Try it: Return every entry below exactly as written.

Records to use:

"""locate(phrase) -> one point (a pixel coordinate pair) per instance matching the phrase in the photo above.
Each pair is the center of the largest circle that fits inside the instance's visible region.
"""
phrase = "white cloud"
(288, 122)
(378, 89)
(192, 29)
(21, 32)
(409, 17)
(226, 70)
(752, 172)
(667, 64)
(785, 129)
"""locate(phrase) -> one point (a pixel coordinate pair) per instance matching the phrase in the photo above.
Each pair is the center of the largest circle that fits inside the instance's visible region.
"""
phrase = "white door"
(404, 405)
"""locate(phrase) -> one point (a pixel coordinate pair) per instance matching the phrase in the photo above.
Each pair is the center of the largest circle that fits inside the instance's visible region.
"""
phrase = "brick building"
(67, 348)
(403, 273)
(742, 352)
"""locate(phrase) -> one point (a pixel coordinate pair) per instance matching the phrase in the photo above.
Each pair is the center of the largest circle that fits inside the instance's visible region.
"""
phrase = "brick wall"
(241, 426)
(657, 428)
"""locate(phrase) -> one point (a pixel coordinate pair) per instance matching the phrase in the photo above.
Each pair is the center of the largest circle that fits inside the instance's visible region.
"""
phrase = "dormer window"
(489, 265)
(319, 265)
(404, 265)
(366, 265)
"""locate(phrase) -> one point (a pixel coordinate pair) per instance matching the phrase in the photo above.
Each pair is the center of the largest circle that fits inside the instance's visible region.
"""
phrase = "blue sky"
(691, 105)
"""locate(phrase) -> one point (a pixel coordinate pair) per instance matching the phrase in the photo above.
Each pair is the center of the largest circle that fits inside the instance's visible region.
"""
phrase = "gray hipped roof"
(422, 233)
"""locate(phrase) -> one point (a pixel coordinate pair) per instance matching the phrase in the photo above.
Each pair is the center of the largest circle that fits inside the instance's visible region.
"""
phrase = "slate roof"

Solution to the exercise:
"""locate(phrase) -> one point (a pixel coordinate pair) per instance matching the phrase in the photo above.
Each pair is the center of the largest circle that fits inside the instance's visible region.
"""
phrase = "white cloud"
(288, 122)
(378, 89)
(192, 29)
(21, 32)
(409, 17)
(226, 70)
(752, 172)
(667, 64)
(785, 129)
"""locate(phrase) -> one point (a pixel coordinate pair) per instance matching the phrase in the photo above.
Each pair is the center of the largest circle that fits inside the instance's visible region.
"""
phrase = "white door"
(404, 405)
"""locate(phrase) -> one point (a pixel coordinate pair) per instance matching the phrase in the photo above.
Each pair is the center of the largest circle that fits inside the instance's visible region.
"""
phrase = "brick building"
(67, 348)
(403, 273)
(742, 352)
"""locate(phrase) -> one point (a pixel coordinate pair) per instance matching the phrase in the photo above.
Each pair is the center of the largest circle that fits inside the instance's visible region.
"""
phrase = "brick wall"
(241, 426)
(657, 428)
"""locate(phrase) -> one point (a pixel coordinate pair) per instance matching the phrase in the photo above.
Each pair is the center of the largest circle that fits inside the instance's visible region.
"""
phrase = "dormer window"
(489, 265)
(319, 265)
(404, 265)
(366, 265)
"""locate(phrase) -> one point (a pixel coordinate pair) per instance matching the phrase in the photo above.
Each pair is the center of the largest circle that fits inside the instance's visible region.
"""
phrase = "blue sky"
(691, 105)
"""locate(phrase) -> one point (a pixel coordinate pair) per instance matching the phrase in the photo above.
Each pair is the center of the largest circle that fits inside the instance's visible region.
"""
phrase = "gray hipped roof"
(422, 233)
"""locate(phrase) -> one point (a pixel coordinate pair) per instance matching the phrase in the photo above.
Each pair is the center of the largest circle that fits inside the instance's visible region.
"""
phrase = "slate roof"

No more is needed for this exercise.